WHAT YOU ARE ASKED TO DO: Could you write out the opening lines of the data, word for word, stopping after the line that contains "positive clicks: (95, 313)"?

THE INPUT:
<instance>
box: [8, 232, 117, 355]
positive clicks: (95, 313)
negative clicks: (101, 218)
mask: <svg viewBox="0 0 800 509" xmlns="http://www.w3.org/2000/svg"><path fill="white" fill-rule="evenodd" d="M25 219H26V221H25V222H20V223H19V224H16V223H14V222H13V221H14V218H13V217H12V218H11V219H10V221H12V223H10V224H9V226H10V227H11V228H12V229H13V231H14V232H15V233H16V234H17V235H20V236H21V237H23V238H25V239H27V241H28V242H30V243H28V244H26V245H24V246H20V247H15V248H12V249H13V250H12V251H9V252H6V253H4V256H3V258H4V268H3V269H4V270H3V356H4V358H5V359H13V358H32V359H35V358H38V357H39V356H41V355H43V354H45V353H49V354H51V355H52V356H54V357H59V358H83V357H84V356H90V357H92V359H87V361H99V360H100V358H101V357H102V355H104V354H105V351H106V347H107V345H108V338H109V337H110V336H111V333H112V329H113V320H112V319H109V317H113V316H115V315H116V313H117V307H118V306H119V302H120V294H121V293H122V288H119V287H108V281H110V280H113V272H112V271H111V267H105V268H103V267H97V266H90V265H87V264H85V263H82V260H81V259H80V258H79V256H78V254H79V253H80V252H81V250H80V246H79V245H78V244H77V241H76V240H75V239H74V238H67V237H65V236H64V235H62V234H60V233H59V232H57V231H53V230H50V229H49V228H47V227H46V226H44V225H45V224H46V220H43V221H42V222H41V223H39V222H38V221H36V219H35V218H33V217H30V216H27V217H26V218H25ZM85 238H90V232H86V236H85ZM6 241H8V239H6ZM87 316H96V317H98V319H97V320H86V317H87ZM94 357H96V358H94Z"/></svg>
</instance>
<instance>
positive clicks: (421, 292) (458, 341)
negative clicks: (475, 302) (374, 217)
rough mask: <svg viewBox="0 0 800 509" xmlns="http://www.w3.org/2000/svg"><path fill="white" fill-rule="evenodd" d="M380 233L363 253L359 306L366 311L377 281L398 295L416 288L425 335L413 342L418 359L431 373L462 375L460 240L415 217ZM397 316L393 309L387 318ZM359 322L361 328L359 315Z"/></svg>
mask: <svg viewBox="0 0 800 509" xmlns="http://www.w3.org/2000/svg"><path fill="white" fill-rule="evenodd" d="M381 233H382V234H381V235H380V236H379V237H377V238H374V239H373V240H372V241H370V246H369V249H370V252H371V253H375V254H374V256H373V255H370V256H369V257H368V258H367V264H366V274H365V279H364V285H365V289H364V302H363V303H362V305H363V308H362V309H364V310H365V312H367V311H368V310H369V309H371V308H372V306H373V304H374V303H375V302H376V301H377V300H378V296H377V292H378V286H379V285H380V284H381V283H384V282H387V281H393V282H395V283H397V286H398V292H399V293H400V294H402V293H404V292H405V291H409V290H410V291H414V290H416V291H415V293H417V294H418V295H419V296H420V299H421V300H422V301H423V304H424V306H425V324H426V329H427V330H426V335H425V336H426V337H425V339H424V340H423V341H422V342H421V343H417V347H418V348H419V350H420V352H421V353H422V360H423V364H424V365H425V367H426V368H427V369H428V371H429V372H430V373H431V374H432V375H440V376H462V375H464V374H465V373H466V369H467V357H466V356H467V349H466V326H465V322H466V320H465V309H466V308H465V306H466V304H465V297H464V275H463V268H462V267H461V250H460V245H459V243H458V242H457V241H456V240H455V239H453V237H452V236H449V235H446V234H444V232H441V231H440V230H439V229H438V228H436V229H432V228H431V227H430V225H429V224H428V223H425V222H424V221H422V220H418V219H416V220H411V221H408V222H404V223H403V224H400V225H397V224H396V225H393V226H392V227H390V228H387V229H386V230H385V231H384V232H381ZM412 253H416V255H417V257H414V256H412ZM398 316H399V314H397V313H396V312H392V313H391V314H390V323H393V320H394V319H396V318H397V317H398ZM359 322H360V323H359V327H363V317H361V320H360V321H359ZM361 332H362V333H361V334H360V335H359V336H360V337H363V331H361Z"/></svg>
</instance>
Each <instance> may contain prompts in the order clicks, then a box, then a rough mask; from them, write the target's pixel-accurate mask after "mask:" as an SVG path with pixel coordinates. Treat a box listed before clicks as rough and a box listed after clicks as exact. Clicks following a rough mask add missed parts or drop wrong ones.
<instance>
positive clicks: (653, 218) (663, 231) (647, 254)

TASK SOLUTION:
<instance>
box: [8, 232, 117, 355]
positive clicks: (95, 313)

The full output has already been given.